▸ INSTRUCTIONS FOR THE TASK
Everything from the line containing "[tag] autumn tree: a pin per instance" through the final line of the records must be transcribed verbatim; nothing else belongs in the result.

▸ EXTRACTED RECORDS
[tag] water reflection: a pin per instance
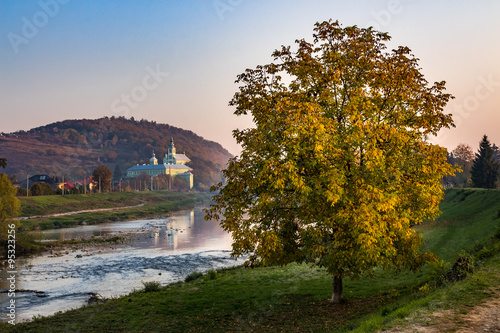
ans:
(166, 251)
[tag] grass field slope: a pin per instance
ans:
(295, 298)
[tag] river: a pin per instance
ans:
(163, 250)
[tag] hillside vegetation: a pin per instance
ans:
(295, 297)
(73, 147)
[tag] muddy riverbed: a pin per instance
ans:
(164, 250)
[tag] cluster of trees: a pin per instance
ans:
(478, 170)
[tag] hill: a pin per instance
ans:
(75, 147)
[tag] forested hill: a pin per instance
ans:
(72, 147)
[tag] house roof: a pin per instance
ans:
(160, 167)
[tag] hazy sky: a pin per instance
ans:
(176, 62)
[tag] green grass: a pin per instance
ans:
(296, 297)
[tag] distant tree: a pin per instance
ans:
(38, 189)
(462, 155)
(111, 155)
(9, 205)
(484, 172)
(338, 166)
(101, 176)
(117, 174)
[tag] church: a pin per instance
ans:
(173, 164)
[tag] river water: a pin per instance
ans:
(163, 250)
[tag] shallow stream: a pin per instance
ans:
(164, 250)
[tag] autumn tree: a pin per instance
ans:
(338, 167)
(484, 172)
(101, 178)
(463, 155)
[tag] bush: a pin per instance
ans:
(211, 275)
(193, 276)
(151, 286)
(462, 266)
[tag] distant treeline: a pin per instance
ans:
(73, 148)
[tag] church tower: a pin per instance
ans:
(170, 157)
(153, 160)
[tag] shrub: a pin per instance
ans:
(211, 275)
(462, 266)
(151, 286)
(193, 276)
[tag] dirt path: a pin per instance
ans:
(80, 211)
(484, 317)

▸ ANSWER
[tag] autumn tree: a pin per instance
ans:
(338, 167)
(484, 172)
(101, 178)
(463, 155)
[tag] bush: a pin per instance
ans:
(211, 275)
(193, 276)
(151, 286)
(462, 266)
[tag] distant treeline: a pin per instance
ans:
(73, 148)
[tag] church tower: a pin per instance
ans:
(170, 157)
(153, 160)
[tag] shrub: a pin per instance
ans:
(211, 275)
(462, 266)
(151, 286)
(193, 276)
[tag] dirt path: a pin per instance
ans:
(80, 211)
(484, 317)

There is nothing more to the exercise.